And therein lies the appeal of the “hang-out drama”: These shows build worlds that are fun to get lost in, even if the people living in those worlds aren’t always compelling. They provide moods and scenarios that can’t be found on your average crime procedural or even on a more realistic quality drama like Breaking Bad. The sensation of watching The Walking Dead is that of letting yourself get lost inside of an unusual, haunted world for an hour every week. It’s a world that bears no relation to our own, and it’s a world where the usual moral dilemmas are heightened and highlighted by the utter lack of civilization surrounding them. In this regard, the show’s a good match for Hell On Wheels, which also takes place on the edge of civilization, in a world where people fill broad archetypes because that’s what’s required of them. It’s another show that invites the audience to luxuriate in a time and place that won’t be readily familiar to it. Once Upon A Time also derives most of its pleasure from transporting viewers to a place they probably wouldn’t get to visit normally—in this case a remote, beautiful small town in Maine, albeit one populated by fairy-tale characters.

> **Action item**:
Translate this sentence from the passage on hang-out dramas into Spanish: "The sensation of watching The Walking Dead is that of letting yourself get lost inside of an unusual, haunted world for an hour every week."

> **Records provided**:
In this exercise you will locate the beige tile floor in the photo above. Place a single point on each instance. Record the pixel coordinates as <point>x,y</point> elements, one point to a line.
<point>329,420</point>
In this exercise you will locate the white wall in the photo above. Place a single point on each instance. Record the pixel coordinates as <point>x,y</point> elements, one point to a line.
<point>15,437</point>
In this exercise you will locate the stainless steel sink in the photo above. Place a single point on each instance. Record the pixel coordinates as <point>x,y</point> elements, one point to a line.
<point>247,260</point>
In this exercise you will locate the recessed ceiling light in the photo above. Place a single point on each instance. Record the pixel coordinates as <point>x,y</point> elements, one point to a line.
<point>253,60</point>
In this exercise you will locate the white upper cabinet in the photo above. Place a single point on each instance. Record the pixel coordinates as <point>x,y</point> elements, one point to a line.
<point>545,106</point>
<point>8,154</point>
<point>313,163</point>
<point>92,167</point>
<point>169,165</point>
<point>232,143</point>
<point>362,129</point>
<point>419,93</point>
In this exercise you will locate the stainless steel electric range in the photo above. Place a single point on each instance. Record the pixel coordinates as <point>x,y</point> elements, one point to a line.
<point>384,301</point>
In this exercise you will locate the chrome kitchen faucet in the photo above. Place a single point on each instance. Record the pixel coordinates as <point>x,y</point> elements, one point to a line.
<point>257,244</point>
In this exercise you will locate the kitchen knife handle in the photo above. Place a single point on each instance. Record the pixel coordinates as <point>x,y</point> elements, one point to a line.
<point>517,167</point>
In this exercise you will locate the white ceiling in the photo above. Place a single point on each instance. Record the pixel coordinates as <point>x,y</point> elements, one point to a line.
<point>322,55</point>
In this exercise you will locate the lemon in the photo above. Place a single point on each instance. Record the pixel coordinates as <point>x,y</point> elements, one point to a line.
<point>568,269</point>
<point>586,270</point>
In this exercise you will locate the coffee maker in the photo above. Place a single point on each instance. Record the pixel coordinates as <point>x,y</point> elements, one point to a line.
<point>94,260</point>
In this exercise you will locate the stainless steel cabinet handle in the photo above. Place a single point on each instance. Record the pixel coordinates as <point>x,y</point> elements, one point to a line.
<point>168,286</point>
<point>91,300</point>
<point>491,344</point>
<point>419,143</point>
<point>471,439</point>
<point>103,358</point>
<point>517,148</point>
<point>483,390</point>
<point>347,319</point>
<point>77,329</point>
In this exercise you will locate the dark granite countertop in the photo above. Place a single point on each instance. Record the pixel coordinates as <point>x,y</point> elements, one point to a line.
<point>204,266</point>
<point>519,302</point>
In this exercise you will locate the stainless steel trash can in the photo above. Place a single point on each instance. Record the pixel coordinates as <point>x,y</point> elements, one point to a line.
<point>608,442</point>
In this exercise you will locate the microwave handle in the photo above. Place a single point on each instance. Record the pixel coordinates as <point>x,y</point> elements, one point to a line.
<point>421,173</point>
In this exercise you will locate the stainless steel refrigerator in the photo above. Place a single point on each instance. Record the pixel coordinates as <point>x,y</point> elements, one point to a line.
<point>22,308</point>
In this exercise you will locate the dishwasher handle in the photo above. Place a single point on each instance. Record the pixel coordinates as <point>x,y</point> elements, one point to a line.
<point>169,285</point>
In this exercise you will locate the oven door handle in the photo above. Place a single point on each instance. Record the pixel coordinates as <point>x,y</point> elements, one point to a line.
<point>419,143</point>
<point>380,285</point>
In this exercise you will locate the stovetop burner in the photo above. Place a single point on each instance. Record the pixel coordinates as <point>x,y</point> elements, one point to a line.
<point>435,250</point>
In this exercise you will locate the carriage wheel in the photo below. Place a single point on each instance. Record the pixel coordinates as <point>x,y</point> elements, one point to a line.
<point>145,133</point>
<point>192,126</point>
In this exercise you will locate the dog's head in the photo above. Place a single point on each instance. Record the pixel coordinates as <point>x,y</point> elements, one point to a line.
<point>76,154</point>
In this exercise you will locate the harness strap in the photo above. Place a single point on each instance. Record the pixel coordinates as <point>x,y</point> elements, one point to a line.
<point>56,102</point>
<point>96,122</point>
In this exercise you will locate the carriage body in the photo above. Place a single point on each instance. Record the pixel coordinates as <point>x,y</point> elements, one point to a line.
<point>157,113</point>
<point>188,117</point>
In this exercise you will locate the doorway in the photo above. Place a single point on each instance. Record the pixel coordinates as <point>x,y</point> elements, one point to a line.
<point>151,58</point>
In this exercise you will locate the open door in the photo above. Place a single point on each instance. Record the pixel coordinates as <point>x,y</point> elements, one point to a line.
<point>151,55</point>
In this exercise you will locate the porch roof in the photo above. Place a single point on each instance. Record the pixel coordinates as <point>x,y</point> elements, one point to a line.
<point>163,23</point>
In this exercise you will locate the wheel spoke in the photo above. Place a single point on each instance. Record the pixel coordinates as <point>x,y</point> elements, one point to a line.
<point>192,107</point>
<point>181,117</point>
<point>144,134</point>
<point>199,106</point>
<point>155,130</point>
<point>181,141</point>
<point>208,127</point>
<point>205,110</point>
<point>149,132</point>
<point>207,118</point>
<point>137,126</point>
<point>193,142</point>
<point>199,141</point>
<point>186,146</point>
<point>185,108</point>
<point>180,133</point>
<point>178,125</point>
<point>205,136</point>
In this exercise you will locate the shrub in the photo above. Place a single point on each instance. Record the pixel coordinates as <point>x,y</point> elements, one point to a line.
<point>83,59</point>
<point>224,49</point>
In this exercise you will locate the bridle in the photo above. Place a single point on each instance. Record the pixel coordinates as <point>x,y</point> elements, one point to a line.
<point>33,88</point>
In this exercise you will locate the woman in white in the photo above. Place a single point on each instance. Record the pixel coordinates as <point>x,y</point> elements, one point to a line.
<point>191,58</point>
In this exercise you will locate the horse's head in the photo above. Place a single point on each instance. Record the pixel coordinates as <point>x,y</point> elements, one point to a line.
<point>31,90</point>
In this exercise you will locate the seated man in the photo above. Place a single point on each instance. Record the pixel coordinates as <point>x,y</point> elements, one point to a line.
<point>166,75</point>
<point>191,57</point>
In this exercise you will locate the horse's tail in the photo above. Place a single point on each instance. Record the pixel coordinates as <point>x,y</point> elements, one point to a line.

> **Answer area**:
La sensación de ver The Walking Dead es la de dejarte perder dentro de un mundo insólito y embrujado durante una hora cada semana.